> [Action item]:
When you reach the line that contains "the woman's blonde hair" in the entries below, begin returning lines exactly as written and continue through the last one.

(Stored items from a collection)
******

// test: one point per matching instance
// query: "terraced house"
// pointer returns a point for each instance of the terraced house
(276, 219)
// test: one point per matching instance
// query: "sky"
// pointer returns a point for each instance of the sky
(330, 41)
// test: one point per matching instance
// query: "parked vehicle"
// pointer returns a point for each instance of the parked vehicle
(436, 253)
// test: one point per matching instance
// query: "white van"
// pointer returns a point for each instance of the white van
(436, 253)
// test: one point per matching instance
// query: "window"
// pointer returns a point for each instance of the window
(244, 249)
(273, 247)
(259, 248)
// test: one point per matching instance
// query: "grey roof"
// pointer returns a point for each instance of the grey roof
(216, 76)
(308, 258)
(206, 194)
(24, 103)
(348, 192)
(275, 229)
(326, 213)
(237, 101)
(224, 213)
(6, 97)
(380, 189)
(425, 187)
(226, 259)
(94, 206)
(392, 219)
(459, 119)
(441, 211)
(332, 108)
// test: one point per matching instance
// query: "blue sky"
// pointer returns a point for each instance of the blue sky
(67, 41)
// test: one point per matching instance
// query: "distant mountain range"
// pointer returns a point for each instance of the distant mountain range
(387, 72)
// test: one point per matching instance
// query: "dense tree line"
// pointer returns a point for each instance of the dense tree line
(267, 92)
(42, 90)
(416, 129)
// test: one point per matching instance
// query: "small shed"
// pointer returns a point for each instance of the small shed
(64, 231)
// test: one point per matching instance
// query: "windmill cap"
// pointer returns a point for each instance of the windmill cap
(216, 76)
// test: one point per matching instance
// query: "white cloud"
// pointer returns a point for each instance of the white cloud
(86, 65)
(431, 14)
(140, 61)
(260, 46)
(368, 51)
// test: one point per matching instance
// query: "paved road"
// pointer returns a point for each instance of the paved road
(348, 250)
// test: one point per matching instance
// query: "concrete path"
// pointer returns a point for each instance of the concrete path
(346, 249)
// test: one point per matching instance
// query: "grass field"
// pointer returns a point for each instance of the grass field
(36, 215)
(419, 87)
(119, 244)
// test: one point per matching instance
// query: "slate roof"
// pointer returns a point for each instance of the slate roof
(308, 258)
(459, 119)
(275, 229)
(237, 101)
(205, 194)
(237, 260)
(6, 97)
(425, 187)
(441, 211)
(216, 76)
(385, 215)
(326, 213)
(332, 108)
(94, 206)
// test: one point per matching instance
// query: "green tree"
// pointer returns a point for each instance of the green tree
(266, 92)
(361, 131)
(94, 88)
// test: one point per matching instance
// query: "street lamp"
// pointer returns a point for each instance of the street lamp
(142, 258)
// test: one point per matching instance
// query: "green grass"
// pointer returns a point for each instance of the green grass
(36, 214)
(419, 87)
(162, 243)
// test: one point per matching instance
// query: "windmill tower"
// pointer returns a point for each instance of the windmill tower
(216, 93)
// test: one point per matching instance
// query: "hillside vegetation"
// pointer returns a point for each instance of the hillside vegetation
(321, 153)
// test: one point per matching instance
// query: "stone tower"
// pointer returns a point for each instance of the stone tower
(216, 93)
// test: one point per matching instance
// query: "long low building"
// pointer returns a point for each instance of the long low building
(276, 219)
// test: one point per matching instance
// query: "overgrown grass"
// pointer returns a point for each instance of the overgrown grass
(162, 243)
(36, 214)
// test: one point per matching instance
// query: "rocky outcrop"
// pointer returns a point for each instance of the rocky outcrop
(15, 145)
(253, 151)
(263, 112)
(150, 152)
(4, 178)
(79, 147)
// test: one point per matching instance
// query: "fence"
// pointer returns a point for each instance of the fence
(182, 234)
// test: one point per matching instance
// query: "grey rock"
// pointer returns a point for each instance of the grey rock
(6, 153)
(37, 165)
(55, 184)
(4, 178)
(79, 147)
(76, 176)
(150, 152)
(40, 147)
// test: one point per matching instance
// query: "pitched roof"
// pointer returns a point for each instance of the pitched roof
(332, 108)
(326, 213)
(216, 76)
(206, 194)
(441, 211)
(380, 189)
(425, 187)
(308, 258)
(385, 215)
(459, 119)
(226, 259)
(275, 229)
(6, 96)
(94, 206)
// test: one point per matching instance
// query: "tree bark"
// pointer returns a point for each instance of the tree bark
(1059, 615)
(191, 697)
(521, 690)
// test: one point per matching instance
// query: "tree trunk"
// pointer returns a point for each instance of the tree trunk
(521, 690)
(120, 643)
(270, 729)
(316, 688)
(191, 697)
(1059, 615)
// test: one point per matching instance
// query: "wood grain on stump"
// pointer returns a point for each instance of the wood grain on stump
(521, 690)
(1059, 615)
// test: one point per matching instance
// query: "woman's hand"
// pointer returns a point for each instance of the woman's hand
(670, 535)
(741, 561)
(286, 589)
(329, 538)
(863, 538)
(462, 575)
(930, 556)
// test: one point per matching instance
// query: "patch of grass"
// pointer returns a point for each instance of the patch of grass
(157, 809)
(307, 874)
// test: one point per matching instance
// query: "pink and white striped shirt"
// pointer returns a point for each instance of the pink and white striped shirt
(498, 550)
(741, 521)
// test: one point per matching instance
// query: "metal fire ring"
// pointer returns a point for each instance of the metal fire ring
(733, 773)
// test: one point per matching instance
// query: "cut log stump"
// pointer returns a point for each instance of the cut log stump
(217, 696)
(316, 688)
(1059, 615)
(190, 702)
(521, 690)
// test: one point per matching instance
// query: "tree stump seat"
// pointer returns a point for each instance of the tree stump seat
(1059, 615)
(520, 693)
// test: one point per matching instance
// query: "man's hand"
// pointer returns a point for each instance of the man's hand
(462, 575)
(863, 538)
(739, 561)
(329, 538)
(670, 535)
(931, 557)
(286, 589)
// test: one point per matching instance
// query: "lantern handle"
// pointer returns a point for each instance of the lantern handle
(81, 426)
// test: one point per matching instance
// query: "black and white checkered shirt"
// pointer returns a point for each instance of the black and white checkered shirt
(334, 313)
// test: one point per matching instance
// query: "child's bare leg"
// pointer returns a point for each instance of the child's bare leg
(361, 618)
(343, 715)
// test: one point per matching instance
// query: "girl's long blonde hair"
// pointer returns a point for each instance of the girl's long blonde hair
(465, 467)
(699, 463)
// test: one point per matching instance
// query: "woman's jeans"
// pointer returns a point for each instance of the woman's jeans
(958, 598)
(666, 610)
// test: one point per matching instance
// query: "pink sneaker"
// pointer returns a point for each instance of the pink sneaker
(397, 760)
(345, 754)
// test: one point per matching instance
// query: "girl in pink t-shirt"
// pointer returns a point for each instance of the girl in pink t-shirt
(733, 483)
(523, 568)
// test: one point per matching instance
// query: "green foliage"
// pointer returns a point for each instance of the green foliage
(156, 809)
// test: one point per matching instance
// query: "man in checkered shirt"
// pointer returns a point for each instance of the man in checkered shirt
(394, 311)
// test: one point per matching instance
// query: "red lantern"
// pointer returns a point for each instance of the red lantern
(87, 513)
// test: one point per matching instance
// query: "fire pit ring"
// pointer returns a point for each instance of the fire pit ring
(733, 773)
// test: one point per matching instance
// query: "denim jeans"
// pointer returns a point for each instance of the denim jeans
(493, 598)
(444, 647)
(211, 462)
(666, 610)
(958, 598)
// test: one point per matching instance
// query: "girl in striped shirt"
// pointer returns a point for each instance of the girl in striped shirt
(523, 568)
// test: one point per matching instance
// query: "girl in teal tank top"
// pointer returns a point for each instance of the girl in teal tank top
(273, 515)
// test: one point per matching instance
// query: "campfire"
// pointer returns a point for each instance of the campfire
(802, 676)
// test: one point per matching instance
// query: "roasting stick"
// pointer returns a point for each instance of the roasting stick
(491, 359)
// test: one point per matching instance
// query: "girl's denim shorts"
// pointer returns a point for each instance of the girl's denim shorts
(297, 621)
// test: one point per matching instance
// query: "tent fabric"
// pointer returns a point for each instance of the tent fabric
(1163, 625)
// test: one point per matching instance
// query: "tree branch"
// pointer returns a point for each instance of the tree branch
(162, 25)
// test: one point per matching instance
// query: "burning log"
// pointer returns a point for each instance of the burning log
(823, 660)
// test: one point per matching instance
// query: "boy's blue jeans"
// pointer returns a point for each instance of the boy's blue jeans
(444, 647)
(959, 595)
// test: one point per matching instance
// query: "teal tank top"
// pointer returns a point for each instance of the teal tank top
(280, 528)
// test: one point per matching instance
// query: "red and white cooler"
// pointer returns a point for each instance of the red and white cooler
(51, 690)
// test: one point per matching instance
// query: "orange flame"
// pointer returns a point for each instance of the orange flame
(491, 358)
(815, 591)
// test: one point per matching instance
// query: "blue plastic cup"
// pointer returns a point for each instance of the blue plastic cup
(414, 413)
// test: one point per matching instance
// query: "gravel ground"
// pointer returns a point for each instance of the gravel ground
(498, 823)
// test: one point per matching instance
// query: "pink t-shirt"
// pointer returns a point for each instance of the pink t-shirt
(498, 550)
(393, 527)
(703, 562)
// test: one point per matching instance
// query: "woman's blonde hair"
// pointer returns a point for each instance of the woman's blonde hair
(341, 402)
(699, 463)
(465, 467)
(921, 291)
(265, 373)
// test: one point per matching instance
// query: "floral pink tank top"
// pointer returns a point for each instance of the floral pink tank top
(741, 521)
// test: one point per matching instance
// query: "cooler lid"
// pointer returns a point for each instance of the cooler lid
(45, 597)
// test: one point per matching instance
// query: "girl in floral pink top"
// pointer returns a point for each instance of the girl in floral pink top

******

> [Output for this exercise]:
// pointer returns a point for each instance of the woman's blonde hair
(341, 402)
(699, 463)
(465, 467)
(921, 291)
(265, 373)
// test: one point per matching instance
// query: "floral pink tank top"
// pointer returns a point for each instance of the floral pink tank top
(741, 521)
// test: one point per matching instance
// query: "cooler lid"
// pointer returns a point for each instance of the cooler lid
(45, 597)
// test: one point per matching instance
// query: "girl in floral pink top"
// pointer returns a point for each instance of the girl in floral pink top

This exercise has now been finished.